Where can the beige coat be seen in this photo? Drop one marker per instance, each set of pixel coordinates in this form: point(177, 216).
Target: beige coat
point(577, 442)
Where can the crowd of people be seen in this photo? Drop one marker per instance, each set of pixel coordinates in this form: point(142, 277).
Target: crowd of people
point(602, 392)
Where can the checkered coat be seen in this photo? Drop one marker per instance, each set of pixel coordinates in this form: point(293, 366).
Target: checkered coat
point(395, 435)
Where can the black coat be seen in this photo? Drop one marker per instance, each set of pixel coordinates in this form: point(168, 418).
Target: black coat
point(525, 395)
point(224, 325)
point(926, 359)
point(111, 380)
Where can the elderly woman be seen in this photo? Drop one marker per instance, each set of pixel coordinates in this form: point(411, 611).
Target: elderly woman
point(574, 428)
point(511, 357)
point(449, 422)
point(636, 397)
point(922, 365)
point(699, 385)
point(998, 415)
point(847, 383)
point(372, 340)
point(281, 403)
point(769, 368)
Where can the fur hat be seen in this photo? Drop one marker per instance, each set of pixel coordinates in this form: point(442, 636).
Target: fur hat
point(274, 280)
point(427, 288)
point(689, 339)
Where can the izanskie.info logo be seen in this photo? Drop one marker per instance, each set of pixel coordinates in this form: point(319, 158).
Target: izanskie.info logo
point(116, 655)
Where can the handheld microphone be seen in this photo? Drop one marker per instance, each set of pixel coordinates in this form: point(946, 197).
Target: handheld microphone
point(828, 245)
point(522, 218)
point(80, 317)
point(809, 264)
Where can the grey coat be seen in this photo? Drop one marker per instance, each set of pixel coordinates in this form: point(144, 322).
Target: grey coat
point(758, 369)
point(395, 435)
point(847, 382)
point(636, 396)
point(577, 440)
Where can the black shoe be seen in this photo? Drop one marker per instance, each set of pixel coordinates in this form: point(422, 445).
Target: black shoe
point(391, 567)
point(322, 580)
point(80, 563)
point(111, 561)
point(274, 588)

----

» WORK REQUIRED
Reproduce the material in full, keeping every line exactly as given.

» EXERCISE ANSWER
Where can the beige coat be seen in this photo? Drop one marker per instance, each set of pixel coordinates in this form: point(177, 216).
Target: beige coat
point(577, 442)
Where can the crowd of people be seen in this photo? Drop one marker per instance, each set of pixel coordinates in this form: point(142, 277).
Target: crowd of people
point(602, 392)
Where can the checkered coat be seen in this photo? Drop one marker per instance, each set of pixel coordinates in this form: point(293, 366).
Target: checkered coat
point(395, 435)
Where can the black coat be seen in this photo? Drop one marker per instance, each set of pixel coordinates in this form: point(168, 418).
Target: black coat
point(525, 395)
point(224, 325)
point(926, 359)
point(111, 380)
Where can the elderly woman be seen in this photo? Drop one marker per instance, each set of pixel coordinates in this form: point(411, 611).
Target: elderly woman
point(574, 428)
point(511, 357)
point(449, 422)
point(636, 397)
point(922, 365)
point(699, 385)
point(998, 415)
point(847, 383)
point(372, 340)
point(281, 403)
point(769, 368)
Where can the fur hat be seen in this photo? Drop one marker per instance, each set of pixel coordinates in this form: point(442, 636).
Target: fur hat
point(274, 280)
point(427, 288)
point(689, 339)
Where can the izanskie.info logo be seen in this photo? Drop one marker per instance, each set of pixel coordinates in this form: point(319, 158).
Target: izanskie.info logo
point(116, 655)
Where can the handheld microphone be seen in this photo? Drop one marker per instance, each set of pixel coordinates in this form: point(946, 197).
Target: handheld microphone
point(828, 245)
point(522, 218)
point(80, 317)
point(809, 264)
Where can the grey coat be seen in this photo? Drop one marker per instance, each set of pixel coordinates in this form: point(144, 322).
Target: grey coat
point(758, 369)
point(395, 435)
point(847, 382)
point(636, 396)
point(577, 440)
Where can the black shoe be seen in this photo? Drop one marker per instance, each set of pixel coordinates in this form: point(422, 445).
Target: black shoe
point(391, 567)
point(322, 580)
point(80, 563)
point(111, 561)
point(274, 588)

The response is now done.